● **TASK PROMPT**
Repeat every line of the material, character for character.

● **DATA RECORDS**
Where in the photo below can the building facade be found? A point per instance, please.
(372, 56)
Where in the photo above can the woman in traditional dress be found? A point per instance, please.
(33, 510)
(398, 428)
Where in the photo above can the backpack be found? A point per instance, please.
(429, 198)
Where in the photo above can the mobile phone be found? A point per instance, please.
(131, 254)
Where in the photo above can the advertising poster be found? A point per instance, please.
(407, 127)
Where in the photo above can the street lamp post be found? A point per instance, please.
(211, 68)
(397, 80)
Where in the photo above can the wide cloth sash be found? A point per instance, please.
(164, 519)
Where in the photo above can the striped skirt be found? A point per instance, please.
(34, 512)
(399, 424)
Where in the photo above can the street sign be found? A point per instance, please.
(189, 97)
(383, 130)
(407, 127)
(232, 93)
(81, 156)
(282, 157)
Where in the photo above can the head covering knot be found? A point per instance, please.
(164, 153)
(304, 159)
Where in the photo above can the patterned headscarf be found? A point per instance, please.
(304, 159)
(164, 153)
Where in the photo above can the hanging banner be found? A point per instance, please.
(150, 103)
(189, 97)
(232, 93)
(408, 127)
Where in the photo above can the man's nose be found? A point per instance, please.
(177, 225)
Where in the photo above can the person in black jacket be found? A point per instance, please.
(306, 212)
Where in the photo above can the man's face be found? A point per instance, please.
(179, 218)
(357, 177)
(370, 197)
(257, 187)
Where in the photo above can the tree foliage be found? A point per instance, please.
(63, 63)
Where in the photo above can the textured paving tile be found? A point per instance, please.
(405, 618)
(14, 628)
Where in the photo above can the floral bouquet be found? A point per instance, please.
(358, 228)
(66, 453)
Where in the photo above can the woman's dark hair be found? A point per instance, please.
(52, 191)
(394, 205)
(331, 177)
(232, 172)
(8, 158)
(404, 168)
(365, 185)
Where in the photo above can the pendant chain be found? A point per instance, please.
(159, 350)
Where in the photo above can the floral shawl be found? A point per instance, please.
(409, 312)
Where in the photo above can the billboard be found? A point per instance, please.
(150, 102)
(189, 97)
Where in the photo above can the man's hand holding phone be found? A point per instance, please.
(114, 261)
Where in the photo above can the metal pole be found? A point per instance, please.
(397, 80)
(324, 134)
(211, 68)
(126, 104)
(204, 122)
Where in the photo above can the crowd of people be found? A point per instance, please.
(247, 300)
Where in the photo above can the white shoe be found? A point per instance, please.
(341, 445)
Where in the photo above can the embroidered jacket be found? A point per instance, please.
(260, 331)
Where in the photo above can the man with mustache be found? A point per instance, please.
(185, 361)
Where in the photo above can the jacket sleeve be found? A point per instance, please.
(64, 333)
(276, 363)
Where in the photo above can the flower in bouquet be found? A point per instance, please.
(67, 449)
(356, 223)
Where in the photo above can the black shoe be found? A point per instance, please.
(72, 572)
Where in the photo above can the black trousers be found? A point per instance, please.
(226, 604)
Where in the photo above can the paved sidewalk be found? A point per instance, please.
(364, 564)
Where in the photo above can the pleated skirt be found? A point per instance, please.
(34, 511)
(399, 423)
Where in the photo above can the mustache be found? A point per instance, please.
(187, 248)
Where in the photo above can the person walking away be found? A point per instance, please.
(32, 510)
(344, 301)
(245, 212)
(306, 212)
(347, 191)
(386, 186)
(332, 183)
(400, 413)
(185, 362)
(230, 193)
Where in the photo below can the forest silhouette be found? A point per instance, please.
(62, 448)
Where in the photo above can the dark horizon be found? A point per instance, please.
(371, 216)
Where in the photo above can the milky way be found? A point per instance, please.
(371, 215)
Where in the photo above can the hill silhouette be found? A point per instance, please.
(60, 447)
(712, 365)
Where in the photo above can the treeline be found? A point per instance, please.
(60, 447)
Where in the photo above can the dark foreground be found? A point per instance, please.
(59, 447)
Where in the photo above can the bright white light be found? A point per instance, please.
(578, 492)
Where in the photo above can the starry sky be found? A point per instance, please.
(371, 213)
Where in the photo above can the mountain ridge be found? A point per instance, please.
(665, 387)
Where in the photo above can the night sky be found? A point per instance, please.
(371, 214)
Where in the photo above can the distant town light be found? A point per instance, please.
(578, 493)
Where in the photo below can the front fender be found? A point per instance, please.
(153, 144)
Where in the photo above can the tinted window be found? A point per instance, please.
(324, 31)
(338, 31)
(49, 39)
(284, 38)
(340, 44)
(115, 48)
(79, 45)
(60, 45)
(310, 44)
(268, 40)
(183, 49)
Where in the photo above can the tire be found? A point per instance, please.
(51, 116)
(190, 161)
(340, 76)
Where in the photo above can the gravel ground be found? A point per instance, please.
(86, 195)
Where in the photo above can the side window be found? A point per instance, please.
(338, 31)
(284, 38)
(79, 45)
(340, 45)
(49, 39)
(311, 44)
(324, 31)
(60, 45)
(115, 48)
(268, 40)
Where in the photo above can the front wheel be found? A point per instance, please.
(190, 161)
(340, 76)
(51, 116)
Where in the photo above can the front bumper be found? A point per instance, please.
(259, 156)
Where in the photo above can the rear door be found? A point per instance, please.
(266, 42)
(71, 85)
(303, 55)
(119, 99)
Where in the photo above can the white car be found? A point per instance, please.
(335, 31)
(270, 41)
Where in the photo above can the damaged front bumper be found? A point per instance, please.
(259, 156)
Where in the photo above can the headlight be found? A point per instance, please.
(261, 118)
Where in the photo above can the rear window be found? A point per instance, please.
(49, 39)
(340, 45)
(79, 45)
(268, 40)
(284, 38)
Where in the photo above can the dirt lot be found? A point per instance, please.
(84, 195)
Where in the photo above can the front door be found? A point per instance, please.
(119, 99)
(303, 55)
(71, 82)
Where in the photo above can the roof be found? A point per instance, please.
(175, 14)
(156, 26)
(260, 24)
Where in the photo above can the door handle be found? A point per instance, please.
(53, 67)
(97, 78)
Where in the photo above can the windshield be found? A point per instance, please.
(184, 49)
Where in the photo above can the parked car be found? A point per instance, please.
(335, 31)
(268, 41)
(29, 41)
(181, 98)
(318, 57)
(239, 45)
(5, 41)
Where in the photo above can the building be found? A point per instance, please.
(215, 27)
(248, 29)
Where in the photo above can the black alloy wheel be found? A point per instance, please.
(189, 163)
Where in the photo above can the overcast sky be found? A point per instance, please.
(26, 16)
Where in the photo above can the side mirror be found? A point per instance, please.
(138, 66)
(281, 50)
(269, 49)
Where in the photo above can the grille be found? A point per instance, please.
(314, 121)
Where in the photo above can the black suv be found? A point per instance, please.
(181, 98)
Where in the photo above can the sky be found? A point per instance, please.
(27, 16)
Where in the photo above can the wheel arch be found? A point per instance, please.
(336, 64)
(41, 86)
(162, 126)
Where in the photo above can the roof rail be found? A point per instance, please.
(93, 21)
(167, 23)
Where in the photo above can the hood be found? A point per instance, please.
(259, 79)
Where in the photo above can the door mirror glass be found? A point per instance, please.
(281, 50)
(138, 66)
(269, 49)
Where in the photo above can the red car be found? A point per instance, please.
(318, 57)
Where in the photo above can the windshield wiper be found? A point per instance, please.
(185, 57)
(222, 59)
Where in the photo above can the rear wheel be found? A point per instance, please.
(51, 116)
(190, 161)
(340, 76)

● **ANSWER SECTION**
Where in the photo below can the building facade be found? A point per instance, please.
(372, 56)
Where in the photo above can the woman in traditional dress be found? A point per instance, please.
(33, 510)
(398, 428)
Where in the photo above can the backpack be found? A point per instance, please.
(429, 198)
Where in the photo above can the mobile phone be found? A point per instance, please.
(131, 254)
Where in the photo above can the advertising poster be found? A point per instance, please.
(407, 127)
Where in the photo above can the street lamp post be found? A point per instance, please.
(211, 68)
(397, 80)
Where in the photo above can the wide cloth sash be found? A point per instance, please.
(164, 519)
Where in the photo above can the striped skirt be found? A point per instance, please.
(34, 512)
(399, 424)
Where in the photo above can the street sign be found? A point per instance, please.
(189, 97)
(383, 130)
(407, 127)
(232, 93)
(81, 156)
(282, 157)
Where in the photo above can the head covering knot be found? A point per instance, please.
(164, 153)
(304, 159)
Where in the photo above can the patterned headscarf be found? A point per instance, please.
(304, 159)
(164, 153)
Where in the photo above can the hanging banner be found? A point per instance, please.
(150, 103)
(189, 97)
(232, 93)
(408, 127)
Where in the photo above can the man's nose be found? A point per instance, please.
(177, 225)
Where in the photo above can the person in black jacket be found? A point per instance, please.
(306, 212)
Where in the photo above can the man's face be found? A point per instance, please.
(179, 218)
(357, 177)
(370, 197)
(257, 187)
Where in the photo above can the tree foliage be found? A point per instance, please.
(63, 63)
Where in the photo above can the textured paving tile be found? A point per instance, please.
(405, 618)
(14, 628)
Where in the photo above can the floral bouquet be found? A point per instance, please.
(358, 228)
(66, 453)
Where in the photo above can the woman's dark hair be found? A point per instance, please.
(52, 191)
(394, 205)
(331, 177)
(232, 172)
(8, 158)
(404, 168)
(365, 185)
Where in the photo above can the pendant chain be found? A point per instance, please.
(159, 350)
Where in the photo above can the floral shawl be found? A point per instance, please.
(409, 312)
Where in the photo above can the billboard be found? A point per instance, please.
(150, 102)
(189, 97)
Where in the photo above can the man's hand holding phone be found? A point per instance, please.
(114, 261)
Where in the photo above can the metal pole be found? A point per instance, please.
(397, 80)
(324, 134)
(211, 68)
(126, 104)
(204, 122)
Where in the photo above can the crowd of people be found? A point per instance, please.
(247, 300)
Where in the photo above can the white shoe be found? A point per instance, please.
(341, 445)
Where in the photo above can the embroidered jacket be found? A point per instance, please.
(260, 331)
Where in the photo above can the man with mustache be found? A point per instance, please.
(185, 361)
Where in the photo above can the jacket sleeve be found? A point per instance, please.
(64, 333)
(276, 363)
Where in the photo above can the flower in bouquet be found? A point per instance, please.
(67, 449)
(356, 223)
Where in the photo above can the black shoe be found? A point per instance, please.
(72, 572)
Where in the photo above can the black trousers be found? A point per instance, please.
(226, 604)
Where in the photo above can the paved sidewalk be found? A point per instance, please.
(364, 564)
Where in the photo above can the pleated skirt be found? A point per instance, please.
(34, 511)
(399, 423)
Where in the photo above can the mustache be found? A point per instance, please.
(187, 248)
Where in the photo above can the person walking away be found? A point per instance, please.
(32, 510)
(344, 301)
(245, 212)
(306, 212)
(347, 191)
(386, 186)
(332, 183)
(400, 413)
(185, 362)
(230, 193)
Where in the photo below can the forest silhouette be found? A point per instance, please.
(62, 448)
Where in the photo above can the dark horizon be found? A point per instance, please.
(371, 216)
Where in the photo above can the milky way be found? A point per instance, please.
(371, 215)
Where in the photo above can the hill silhouette be found? A point per instance, please.
(60, 447)
(712, 365)
Where in the photo above can the treeline be found? A point per instance, please.
(60, 447)
Where in the photo above can the dark foreground be found? A point per instance, please.
(59, 447)
Where in the photo above can the bright white light be found? A point per instance, please.
(578, 492)
Where in the photo above can the starry sky be found? A point per instance, please.
(371, 213)
Where in the photo above can the mountain ridge be found? A point per instance, please.
(665, 387)
Where in the photo above can the night sky be found? A point per instance, please.
(371, 214)
Where in the photo above can the distant town light be found? A point per instance, please.
(578, 493)
Where in the photo below can the front fender be found? A point per instance, please.
(153, 144)
Where in the photo above can the tinted window be found? A point per instance, please.
(324, 31)
(338, 31)
(49, 39)
(284, 38)
(340, 44)
(115, 48)
(79, 45)
(60, 45)
(310, 44)
(268, 40)
(183, 49)
Where in the photo above can the tire be found? A point per instance, please.
(51, 116)
(190, 161)
(340, 76)
Where in the photo above can the gravel ground be found? A point per instance, please.
(86, 195)
Where in the photo above can the side window be found? A point per instance, please.
(338, 31)
(284, 38)
(79, 45)
(340, 45)
(49, 39)
(311, 44)
(324, 31)
(60, 45)
(115, 48)
(268, 40)
Where in the photo above can the front wheel be found? A point per instance, please.
(190, 161)
(340, 76)
(51, 116)
Where in the photo above can the front bumper be found? A point per instance, please.
(259, 156)
Where in the photo above can the rear door be found? A point per instance, please.
(266, 42)
(71, 85)
(303, 55)
(119, 99)
Where in the photo above can the white car be found? A point per instance, please.
(335, 31)
(270, 41)
Where in the photo above can the damaged front bumper be found? A point per instance, please.
(259, 156)
Where in the photo above can the headlight be found? A point per instance, please.
(261, 118)
Where in the photo above can the rear window be found? A point per instance, please.
(49, 39)
(340, 45)
(79, 45)
(268, 40)
(284, 38)
Where in the photo above can the dirt lot be found? A point per instance, please.
(84, 195)
Where in the photo above can the front door be found? A point per instance, please.
(119, 99)
(303, 55)
(71, 82)
Where in the photo above can the roof be found? A point per instance, please.
(175, 14)
(156, 26)
(260, 24)
Where in the photo above can the door handle be found? A point per instance, please.
(53, 67)
(97, 78)
Where in the photo above can the windshield be found? A point per instance, please.
(184, 49)
Where in the photo above can the parked car be found? A point per instance, please.
(335, 31)
(268, 41)
(29, 41)
(181, 98)
(318, 57)
(239, 45)
(5, 41)
Where in the photo above can the building be found? A point per instance, please.
(215, 27)
(248, 29)
Where in the photo above can the black alloy wheel be found? A point per instance, please.
(189, 163)
Where in the photo above can the overcast sky be found? A point per instance, please.
(26, 16)
Where in the photo above can the side mirror be found? A point per instance, please.
(138, 66)
(281, 50)
(269, 49)
Where in the photo above can the grille be found? A point per instance, please.
(314, 121)
Where in the photo above can the black suv be found? A point per instance, please.
(181, 98)
Where in the photo above can the sky be found? A point per instance, please.
(27, 16)
Where in the photo above can the wheel arch be found? A point per instance, please.
(336, 64)
(41, 86)
(162, 126)
Where in the photo above can the roof rail be found? A point per instance, please.
(93, 21)
(167, 23)
Where in the photo above can the hood be found? A point per instance, please.
(259, 79)
Where in the photo above can the door mirror glass be found? A point per instance, please.
(281, 50)
(138, 66)
(269, 49)
Where in the photo above can the red car be found? A point per instance, please.
(318, 57)
Where in the photo above can the windshield wiper be found? A point per instance, please.
(185, 57)
(222, 59)
Where in the photo above can the rear wheel be found? A point per instance, please.
(51, 116)
(190, 161)
(340, 76)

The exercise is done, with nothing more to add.